- _PROBLEM DETAILS_: Please restate all of the records word for word, setting the pictures aside.

###

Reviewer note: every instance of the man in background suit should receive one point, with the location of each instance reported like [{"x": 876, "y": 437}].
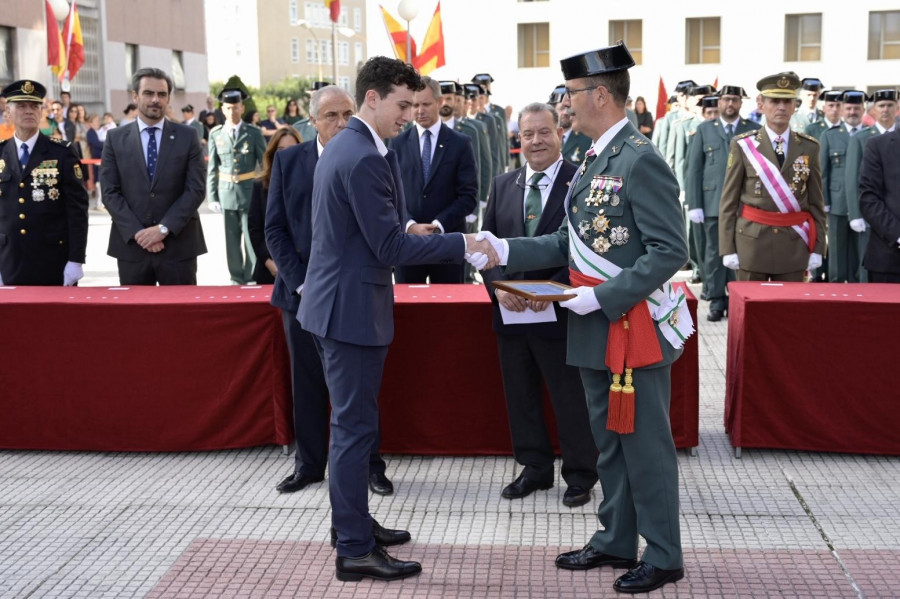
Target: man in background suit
[
  {"x": 289, "y": 238},
  {"x": 440, "y": 182},
  {"x": 348, "y": 299},
  {"x": 529, "y": 202},
  {"x": 151, "y": 177}
]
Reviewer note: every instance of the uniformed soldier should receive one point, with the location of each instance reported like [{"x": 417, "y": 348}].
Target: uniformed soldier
[
  {"x": 772, "y": 213},
  {"x": 43, "y": 201},
  {"x": 705, "y": 176},
  {"x": 235, "y": 153},
  {"x": 843, "y": 242},
  {"x": 574, "y": 144}
]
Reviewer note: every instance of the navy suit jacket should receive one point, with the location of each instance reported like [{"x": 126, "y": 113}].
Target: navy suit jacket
[
  {"x": 289, "y": 220},
  {"x": 505, "y": 217},
  {"x": 356, "y": 238},
  {"x": 451, "y": 191}
]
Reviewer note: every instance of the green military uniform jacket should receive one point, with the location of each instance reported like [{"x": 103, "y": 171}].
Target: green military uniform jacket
[
  {"x": 233, "y": 165},
  {"x": 761, "y": 248},
  {"x": 707, "y": 156}
]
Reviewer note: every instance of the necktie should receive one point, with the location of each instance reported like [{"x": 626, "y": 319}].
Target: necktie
[
  {"x": 533, "y": 204},
  {"x": 23, "y": 159},
  {"x": 152, "y": 152},
  {"x": 426, "y": 154}
]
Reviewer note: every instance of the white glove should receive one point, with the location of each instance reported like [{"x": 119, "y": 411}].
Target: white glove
[
  {"x": 72, "y": 273},
  {"x": 731, "y": 261},
  {"x": 815, "y": 261},
  {"x": 584, "y": 301},
  {"x": 500, "y": 245}
]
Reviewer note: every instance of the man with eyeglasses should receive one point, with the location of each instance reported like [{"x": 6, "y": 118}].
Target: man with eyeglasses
[{"x": 529, "y": 202}]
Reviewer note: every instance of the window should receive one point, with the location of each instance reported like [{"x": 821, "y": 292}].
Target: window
[
  {"x": 884, "y": 35},
  {"x": 630, "y": 32},
  {"x": 803, "y": 37},
  {"x": 534, "y": 45},
  {"x": 702, "y": 38}
]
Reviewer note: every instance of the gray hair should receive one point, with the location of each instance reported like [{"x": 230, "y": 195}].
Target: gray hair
[
  {"x": 326, "y": 92},
  {"x": 151, "y": 73},
  {"x": 537, "y": 107}
]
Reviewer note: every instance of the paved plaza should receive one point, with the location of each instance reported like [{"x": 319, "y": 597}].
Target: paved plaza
[{"x": 210, "y": 524}]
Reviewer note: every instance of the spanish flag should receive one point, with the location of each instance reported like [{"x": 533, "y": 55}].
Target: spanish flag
[
  {"x": 432, "y": 55},
  {"x": 74, "y": 43},
  {"x": 398, "y": 36}
]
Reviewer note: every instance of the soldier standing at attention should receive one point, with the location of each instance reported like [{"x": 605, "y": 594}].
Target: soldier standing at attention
[{"x": 235, "y": 152}]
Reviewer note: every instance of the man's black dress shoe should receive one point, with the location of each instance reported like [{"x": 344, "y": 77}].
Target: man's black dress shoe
[
  {"x": 523, "y": 487},
  {"x": 587, "y": 557},
  {"x": 383, "y": 536},
  {"x": 644, "y": 578},
  {"x": 297, "y": 481},
  {"x": 575, "y": 496},
  {"x": 376, "y": 564},
  {"x": 380, "y": 484}
]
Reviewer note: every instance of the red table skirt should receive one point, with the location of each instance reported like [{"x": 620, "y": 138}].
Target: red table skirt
[{"x": 814, "y": 367}]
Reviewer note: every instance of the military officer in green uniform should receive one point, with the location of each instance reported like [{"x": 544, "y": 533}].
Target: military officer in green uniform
[
  {"x": 704, "y": 178},
  {"x": 574, "y": 144},
  {"x": 43, "y": 202},
  {"x": 623, "y": 240},
  {"x": 235, "y": 153}
]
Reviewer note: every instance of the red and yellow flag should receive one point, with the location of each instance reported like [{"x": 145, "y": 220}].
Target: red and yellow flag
[{"x": 432, "y": 55}]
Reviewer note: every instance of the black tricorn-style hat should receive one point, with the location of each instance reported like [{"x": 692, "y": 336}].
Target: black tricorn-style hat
[{"x": 596, "y": 62}]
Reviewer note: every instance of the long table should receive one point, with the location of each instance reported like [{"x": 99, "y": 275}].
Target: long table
[{"x": 814, "y": 367}]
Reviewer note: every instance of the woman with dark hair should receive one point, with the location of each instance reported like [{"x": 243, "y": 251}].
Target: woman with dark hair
[
  {"x": 645, "y": 119},
  {"x": 265, "y": 269}
]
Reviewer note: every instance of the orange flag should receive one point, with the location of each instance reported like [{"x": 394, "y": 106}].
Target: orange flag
[{"x": 432, "y": 55}]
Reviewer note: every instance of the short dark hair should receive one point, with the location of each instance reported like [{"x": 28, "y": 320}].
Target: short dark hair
[
  {"x": 382, "y": 74},
  {"x": 151, "y": 73}
]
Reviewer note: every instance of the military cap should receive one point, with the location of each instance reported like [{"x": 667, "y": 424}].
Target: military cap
[
  {"x": 232, "y": 95},
  {"x": 557, "y": 94},
  {"x": 882, "y": 95},
  {"x": 812, "y": 84},
  {"x": 780, "y": 85},
  {"x": 596, "y": 62},
  {"x": 732, "y": 90},
  {"x": 24, "y": 91}
]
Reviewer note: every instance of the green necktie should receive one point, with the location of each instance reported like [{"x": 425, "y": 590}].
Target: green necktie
[{"x": 533, "y": 204}]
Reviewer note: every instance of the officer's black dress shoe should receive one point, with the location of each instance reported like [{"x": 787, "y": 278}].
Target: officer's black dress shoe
[
  {"x": 380, "y": 484},
  {"x": 643, "y": 578},
  {"x": 587, "y": 557},
  {"x": 575, "y": 496},
  {"x": 523, "y": 487},
  {"x": 383, "y": 536},
  {"x": 297, "y": 481},
  {"x": 376, "y": 564}
]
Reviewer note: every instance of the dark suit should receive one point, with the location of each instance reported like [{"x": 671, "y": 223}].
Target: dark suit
[
  {"x": 348, "y": 304},
  {"x": 448, "y": 196},
  {"x": 288, "y": 235},
  {"x": 172, "y": 198},
  {"x": 532, "y": 353},
  {"x": 879, "y": 202},
  {"x": 42, "y": 225}
]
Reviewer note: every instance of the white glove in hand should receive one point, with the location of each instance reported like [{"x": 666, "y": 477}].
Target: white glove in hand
[
  {"x": 72, "y": 273},
  {"x": 858, "y": 225},
  {"x": 500, "y": 245},
  {"x": 731, "y": 261},
  {"x": 584, "y": 301},
  {"x": 815, "y": 261}
]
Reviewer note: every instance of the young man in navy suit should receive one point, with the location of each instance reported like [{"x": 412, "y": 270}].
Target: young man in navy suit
[{"x": 348, "y": 299}]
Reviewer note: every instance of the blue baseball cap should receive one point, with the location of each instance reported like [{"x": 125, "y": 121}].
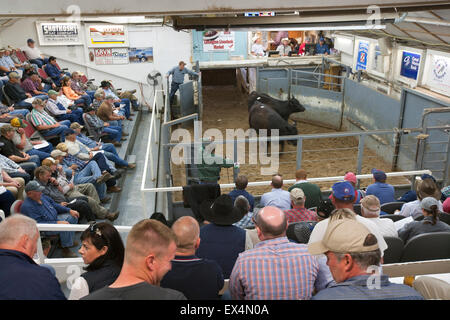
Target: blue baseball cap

###

- _OUTPUT BELOW_:
Reviewer note: every instance of the man in background suit should receive one point, with the location of each instance reported like [{"x": 876, "y": 437}].
Target: man in background suit
[
  {"x": 289, "y": 238},
  {"x": 440, "y": 182},
  {"x": 348, "y": 299},
  {"x": 529, "y": 202},
  {"x": 151, "y": 177}
]
Reviewer note: every instance of the uniformed soldier should receive one point, with the location of each instance reported like [{"x": 417, "y": 348}].
Target: uniformed soldier
[
  {"x": 772, "y": 213},
  {"x": 43, "y": 201},
  {"x": 705, "y": 176},
  {"x": 235, "y": 153},
  {"x": 843, "y": 242},
  {"x": 574, "y": 144}
]
Reviewer note: every instance of the navy suit jacket should receive one point, with the location of each instance reported like [{"x": 126, "y": 113}].
Target: navy suit jacket
[
  {"x": 289, "y": 220},
  {"x": 505, "y": 217},
  {"x": 356, "y": 238},
  {"x": 451, "y": 191}
]
Reviewer note: every instance of the green military uniform jacket should receive one point, with the location of each instance reported like [{"x": 103, "y": 171}].
Target: green military uniform jacket
[
  {"x": 233, "y": 165},
  {"x": 761, "y": 248},
  {"x": 707, "y": 156}
]
Reviewer note: every instance of the necktie should receive one point, with the location of each instance reported like [{"x": 626, "y": 319}].
Target: necktie
[
  {"x": 533, "y": 204},
  {"x": 23, "y": 159},
  {"x": 152, "y": 152},
  {"x": 426, "y": 154}
]
Reviewer note: every instance of the white glove should receive one point, with the location of each instance reported like [{"x": 119, "y": 411}].
Target: white glove
[
  {"x": 72, "y": 273},
  {"x": 731, "y": 261},
  {"x": 815, "y": 261},
  {"x": 584, "y": 301},
  {"x": 500, "y": 245}
]
Reviewer note: every instance of the man with eyeglasses should receive one point, with the location of each instance reported like [{"x": 6, "y": 118}].
Target: man with eyeglasses
[{"x": 529, "y": 202}]
Reviewer note: every instance of the window should receive one point, with the location of each instance reported like [{"x": 821, "y": 292}].
Target: window
[
  {"x": 884, "y": 35},
  {"x": 630, "y": 32},
  {"x": 803, "y": 37},
  {"x": 534, "y": 45},
  {"x": 702, "y": 38}
]
Reviewer note: every instance of the gray hair should receive one point, with the location of each instance reported like [{"x": 230, "y": 195}].
Target: gray hair
[
  {"x": 326, "y": 92},
  {"x": 151, "y": 73},
  {"x": 537, "y": 107}
]
Reviewer note: every instance of the paved plaza should receive one point, with the location of each instance reported like [{"x": 319, "y": 597}].
Target: paved plaza
[{"x": 210, "y": 524}]
Reviewer note: every instance of the spanish flag should receive one point, with the location of each instance reported like [{"x": 533, "y": 55}].
Target: spanish flag
[
  {"x": 432, "y": 55},
  {"x": 74, "y": 43},
  {"x": 398, "y": 36}
]
Reviewer note: every instance of the soldier standing at attention should receive one point, with the location of each instance reported like [{"x": 605, "y": 594}].
Target: soldier standing at attention
[{"x": 235, "y": 152}]
Reviewer note: every instance of the man's black dress shoe should receive one point, with the location of each instance reported like [{"x": 344, "y": 77}].
Target: man's black dress shoe
[
  {"x": 523, "y": 487},
  {"x": 587, "y": 557},
  {"x": 383, "y": 536},
  {"x": 644, "y": 578},
  {"x": 297, "y": 481},
  {"x": 575, "y": 496},
  {"x": 376, "y": 564},
  {"x": 380, "y": 484}
]
Reviewer note: every instance of the red table skirt should receive one point, with the location of each instance reported like [{"x": 620, "y": 138}].
Target: red table skirt
[{"x": 814, "y": 367}]
Reviewer note: every instance of the military officer in green uniform should receive one point, with the location of each instance reported like [{"x": 544, "y": 533}].
Target: military officer in green uniform
[
  {"x": 704, "y": 178},
  {"x": 574, "y": 144},
  {"x": 43, "y": 202},
  {"x": 623, "y": 240},
  {"x": 235, "y": 153}
]
Reviewer note: every instance of the red and yellow flag should receive one point, with the location of each instance reported like [{"x": 145, "y": 220}].
Target: red and yellow flag
[{"x": 432, "y": 55}]
Reviewer note: every instance of the black tricorn-style hat should receive one point, with the location of each instance reported like [{"x": 692, "y": 336}].
Target: black tricorn-style hat
[{"x": 596, "y": 62}]
Reviewer note: every instance of the long table should receive one point, with the location of each instance reported like [{"x": 99, "y": 275}].
Target: long table
[{"x": 814, "y": 367}]
Reviewer note: every instance of the woman with dark hair should receive one point, with the location of each instance reported like [{"x": 243, "y": 251}].
Target: woman with dark hair
[
  {"x": 645, "y": 119},
  {"x": 265, "y": 269}
]
Reviewer note: every instance of the orange flag should receive one point, with the location of each instance reported like [{"x": 394, "y": 106}].
Target: orange flag
[{"x": 432, "y": 55}]
Reviewer note: every instance of the short dark hair should receive one point, with the location of each instance reported like [{"x": 28, "y": 320}].
Target: short dark hair
[
  {"x": 382, "y": 74},
  {"x": 151, "y": 73}
]
Reviewer note: every instance of the military cap should receive one point, with the location of each instance reported like [{"x": 667, "y": 424}].
Target: military cap
[
  {"x": 232, "y": 95},
  {"x": 557, "y": 94},
  {"x": 882, "y": 95},
  {"x": 812, "y": 84},
  {"x": 780, "y": 85},
  {"x": 596, "y": 62},
  {"x": 732, "y": 90},
  {"x": 24, "y": 91}
]
Reviewer note: every instance of the green necktie should receive one point, with the location of each instance reported like [{"x": 425, "y": 590}].
Target: green necktie
[{"x": 533, "y": 204}]
Reviewer note: every instance of the officer's black dress shoe should receive one point, with the location of each instance reported like [{"x": 787, "y": 278}].
Target: officer's black dress shoe
[
  {"x": 380, "y": 484},
  {"x": 643, "y": 578},
  {"x": 587, "y": 557},
  {"x": 575, "y": 496},
  {"x": 523, "y": 487},
  {"x": 383, "y": 536},
  {"x": 297, "y": 481},
  {"x": 376, "y": 564}
]
Reviewer note: every instance of the dark suit should receive one point, with the location of each instance reported like [{"x": 671, "y": 223}].
Target: dark suit
[
  {"x": 348, "y": 304},
  {"x": 448, "y": 196},
  {"x": 288, "y": 235},
  {"x": 172, "y": 198},
  {"x": 532, "y": 353},
  {"x": 879, "y": 202},
  {"x": 42, "y": 225}
]
Reviewer note: every instance of the white glove in hand should receive one point, with the location of each instance reported like [{"x": 666, "y": 477}].
Target: white glove in hand
[
  {"x": 72, "y": 273},
  {"x": 858, "y": 225},
  {"x": 500, "y": 245},
  {"x": 731, "y": 261},
  {"x": 584, "y": 301},
  {"x": 815, "y": 261}
]
Reviewer note: every instance of the young man in navy suit should receive one point, with the location of each instance reported like [{"x": 412, "y": 270}].
Target: young man in navy suit
[{"x": 348, "y": 299}]
Reviewer note: every instance of the blue baseball cap should receive one point, with the location of each instance reported like [{"x": 125, "y": 121}].
Target: blue baseball cap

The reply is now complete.